### [CONSIGNES À SUIVRE]
1. Dans l'extrait, quels adjectifs qualifient « ce qui est demeuré jusque là psychiquement » ?
2. Recopiez mot pour mot le passage de l'extrait allant de « Certains sujets suppriment » jusqu'à « hors du temps. ».
3. Les affirmations suivantes concordent-elles avec l'extrait ? Répondez par oui ou par non pour chacune, en citant à l'identique les mots qui tranchent.
(a) Pour Guillaumin, la vieillesse n'est rien d'autre qu'un moment de blessures et d'altération.
(b) La mort y est présentée comme le terme de la vieillesse dans la logique de la vie.
(c) Les sujets qui suppriment la vue d'ensemble de leur histoire se placent au cœur du temps.

### [EXTRAIT]
========================================

II.2.1. Le travail du vieillir et la question de la temporalité.

Vieillir, d'après J.Guillaumin est pour chaque individu l'occasion d'une rencontre avec lui-même et qui l'invite à «réinventer le temps» (J.Guillaumin, 1982)

Il suggère que

‘«Le temps de l'après-coup devient alors celui d'un «après-tout», d'un au-delà de tous les traumatismes, qui rend maître en esprit de la mort elle-même. Après avoir tout perdu, après avoir tout souffert, et tout aimé, on peut «après tout» vivre psychiquement sans jamais d'après, syntone désormais à l'écoulement du temps et à la personne de l'être.» (J.Guillaumin, 1982)’

Pour lui, la vieillesse est un moment de blessures, d'altération, mais ce peut être aussi l'élaboration d'un travail de sens du chemin déjà parcouru, du déjà vécu. Ce travail permet alors de construire un lien inexistant dans l'identité.

‘«Comprendre sans contresens la vieillesse de l'homme exige donc que par delà le discours extérieur sur le déclin biologique, on questionne dans leur intériorité les effets de choc ou des chocs successifs de l'âge envisagés comme des traumas désorganisateurs et inséparablement comme des chances tardives, parfois jusqu'au bout maintenues, de réarticuler et de resignifier la vie entière par la transmutation de ce qui est demeuré jusque là psychiquement inaccompli, inachevé ou inassumé.» (J.Guillaumin, 1982)’

Le travail du vieillir serait donc un travail de l'après, où le temps est en lien avec l'histoire de vie de l'individu âgé. Il est en lien par conséquent avec la mort qui n'est autre que le terme de la vieillesse dans la logique de la vie.

‘«La vieillesse est le moment où peut s'assimiler la perspective du mourir telle que bien des personnes âgées la mette en travail à partir ou à propos de la mort des autres, récente ou ancienne, reprise dans un mouvement identificatoire puissant qui fait que la mort devient ma mort et que celle de l'autre parent ou ami devient et préfigure la mienne.» (J.Gaucher, 1996)’

Certains sujets suppriment cette vue d'ensemble de leur histoire afin d'échapper à la loi du temps qui passe et qui va vers une fin. Ils veulent ainsi fuir l'angoisse de leur avenir, c'est-à-dire de leur échéance mortelle. Ils se mettent ainsi, hors du temps.

========================================

### [DOCUMENTS FOURNIS]
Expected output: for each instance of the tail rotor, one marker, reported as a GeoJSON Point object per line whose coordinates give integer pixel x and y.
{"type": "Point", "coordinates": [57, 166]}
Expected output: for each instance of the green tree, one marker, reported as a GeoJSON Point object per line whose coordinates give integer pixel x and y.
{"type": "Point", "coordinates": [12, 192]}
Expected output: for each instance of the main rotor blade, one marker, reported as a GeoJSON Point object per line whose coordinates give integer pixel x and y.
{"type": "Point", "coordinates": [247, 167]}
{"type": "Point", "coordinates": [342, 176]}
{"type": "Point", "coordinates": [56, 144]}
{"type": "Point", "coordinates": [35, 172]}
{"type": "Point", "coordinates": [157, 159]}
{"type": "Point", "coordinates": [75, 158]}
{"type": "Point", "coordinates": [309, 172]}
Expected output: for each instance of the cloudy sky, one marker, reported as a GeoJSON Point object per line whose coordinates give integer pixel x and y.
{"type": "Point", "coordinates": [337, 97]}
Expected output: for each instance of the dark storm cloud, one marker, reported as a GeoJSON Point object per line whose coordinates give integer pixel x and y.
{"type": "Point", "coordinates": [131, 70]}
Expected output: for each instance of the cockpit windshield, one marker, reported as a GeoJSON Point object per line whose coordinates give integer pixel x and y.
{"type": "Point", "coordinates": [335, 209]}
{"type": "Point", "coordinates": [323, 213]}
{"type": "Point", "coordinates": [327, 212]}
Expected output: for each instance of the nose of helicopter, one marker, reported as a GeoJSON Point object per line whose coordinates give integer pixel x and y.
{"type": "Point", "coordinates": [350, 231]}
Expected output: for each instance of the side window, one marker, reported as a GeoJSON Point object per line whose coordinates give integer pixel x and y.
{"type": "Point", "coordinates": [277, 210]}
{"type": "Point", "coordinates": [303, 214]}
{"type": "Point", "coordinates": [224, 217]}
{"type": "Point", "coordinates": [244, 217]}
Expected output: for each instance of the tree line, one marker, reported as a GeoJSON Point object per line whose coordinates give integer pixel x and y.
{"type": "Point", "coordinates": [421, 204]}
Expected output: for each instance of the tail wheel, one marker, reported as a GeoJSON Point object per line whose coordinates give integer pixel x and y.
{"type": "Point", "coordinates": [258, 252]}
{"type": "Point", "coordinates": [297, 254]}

========================================

### [RÉPONSES RÉDIGÉES]
1. inaccompli, inachevé, inassumé

2.
Certains sujets suppriment cette vue d'ensemble de leur histoire afin d'échapper à la loi du temps qui passe et qui va vers une fin. Ils veulent ainsi fuir l'angoisse de leur avenir, c'est-à-dire de leur échéance mortelle. Ils se mettent ainsi, hors du temps.

3.
(a) Non : « mais ce peut être aussi l'élaboration d'un travail de sens du chemin déjà parcouru, du déjà vécu »
(b) Oui : « la mort qui n'est autre que le terme de la vieillesse dans la logique de la vie »
(c) Non : « Ils se mettent ainsi, hors du temps. »